● Записи с указанием точек:

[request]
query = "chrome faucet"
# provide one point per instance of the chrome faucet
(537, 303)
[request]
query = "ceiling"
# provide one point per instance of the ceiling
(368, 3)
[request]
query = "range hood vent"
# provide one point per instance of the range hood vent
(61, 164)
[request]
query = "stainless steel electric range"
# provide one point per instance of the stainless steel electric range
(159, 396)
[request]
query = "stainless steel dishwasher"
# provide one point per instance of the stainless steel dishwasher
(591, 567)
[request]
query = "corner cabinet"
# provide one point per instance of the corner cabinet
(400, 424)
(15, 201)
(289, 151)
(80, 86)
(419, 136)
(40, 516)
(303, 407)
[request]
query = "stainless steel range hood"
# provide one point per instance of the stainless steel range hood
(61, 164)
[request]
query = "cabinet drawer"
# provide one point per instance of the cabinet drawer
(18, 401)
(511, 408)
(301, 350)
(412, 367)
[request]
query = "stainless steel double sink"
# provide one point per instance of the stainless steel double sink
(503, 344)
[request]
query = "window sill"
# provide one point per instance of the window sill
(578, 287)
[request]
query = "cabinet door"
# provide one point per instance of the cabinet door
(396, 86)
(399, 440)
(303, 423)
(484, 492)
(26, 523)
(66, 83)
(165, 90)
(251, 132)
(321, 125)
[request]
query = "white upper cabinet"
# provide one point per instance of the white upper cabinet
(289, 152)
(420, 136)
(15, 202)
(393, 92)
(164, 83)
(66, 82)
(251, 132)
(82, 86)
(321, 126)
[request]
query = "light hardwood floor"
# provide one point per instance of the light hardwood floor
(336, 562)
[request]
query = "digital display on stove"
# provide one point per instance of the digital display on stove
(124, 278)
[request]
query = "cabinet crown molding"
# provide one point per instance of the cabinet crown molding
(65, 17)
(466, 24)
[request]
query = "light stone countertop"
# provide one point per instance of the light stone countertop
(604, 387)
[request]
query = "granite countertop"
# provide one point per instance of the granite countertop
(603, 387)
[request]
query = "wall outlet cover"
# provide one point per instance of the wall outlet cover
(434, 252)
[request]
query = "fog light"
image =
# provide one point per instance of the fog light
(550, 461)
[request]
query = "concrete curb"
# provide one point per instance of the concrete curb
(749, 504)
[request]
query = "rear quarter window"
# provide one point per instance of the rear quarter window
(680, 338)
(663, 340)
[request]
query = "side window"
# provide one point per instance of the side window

● ОПИСАНИЕ ЗАДАНИЯ: Отберите из записей выше все строки, где встречается слово «floor», и выпишите их.

● РЕШЕНИЕ ЗАДАНИЯ:
query = "light hardwood floor"
# provide one point per instance of the light hardwood floor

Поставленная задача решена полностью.